■ **Deine Aufgabe**: Kannst du den Essayauszug „Am Ende“ vollständig und Zeichen für Zeichen abschreiben?

■ **Ausgewählter Auszug**:
Am Ende

Bevor dieser Essay endet, muß er erst einmal beginnen. Die Mühen und Ängste des Anfangs sind oft schon beschrieben worden, viel öfter als die Nöte des Endens. Beim Schreiben gilt der Anfang als die eigentlich heroische Tat: vom weißen Blatt zur ersten Silbe, vom Nichts zum Wort. Am Ende steht der letzte Satz, der einer von vielen ist. Natürlich fällt ihm Gewicht zu, er rundet den Text ab, schließt den Bogen, es ist der letzte Ton, der nachklingt und im Gedächtnis haften bleibt. Aber gegen den Anfang ist er nur der folgerichtige Ausklang einer großen Anstrengung.

■ **Bereitgestelltes Material**:
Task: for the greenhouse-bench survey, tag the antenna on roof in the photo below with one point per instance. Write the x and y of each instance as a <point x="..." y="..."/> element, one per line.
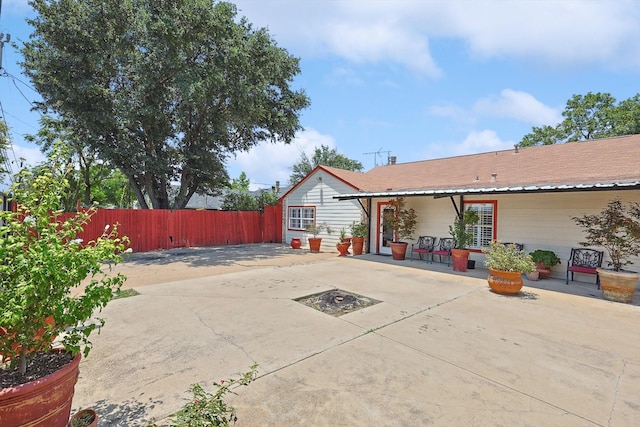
<point x="378" y="153"/>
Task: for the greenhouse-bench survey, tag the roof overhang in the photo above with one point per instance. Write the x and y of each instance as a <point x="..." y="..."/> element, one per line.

■ **Ergebnis**:
Am Ende

Bevor dieser Essay endet, muß er erst einmal beginnen. Die Mühen und Ängste des Anfangs sind oft schon beschrieben worden, viel öfter als die Nöte des Endens. Beim Schreiben gilt der Anfang als die eigentlich heroische Tat: vom weißen Blatt zur ersten Silbe, vom Nichts zum Wort. Am Ende steht der letzte Satz, der einer von vielen ist. Natürlich fällt ihm Gewicht zu, er rundet den Text ab, schließt den Bogen, es ist der letzte Ton, der nachklingt und im Gedächtnis haften bleibt. Aber gegen den Anfang ist er nur der folgerichtige Ausklang einer großen Anstrengung.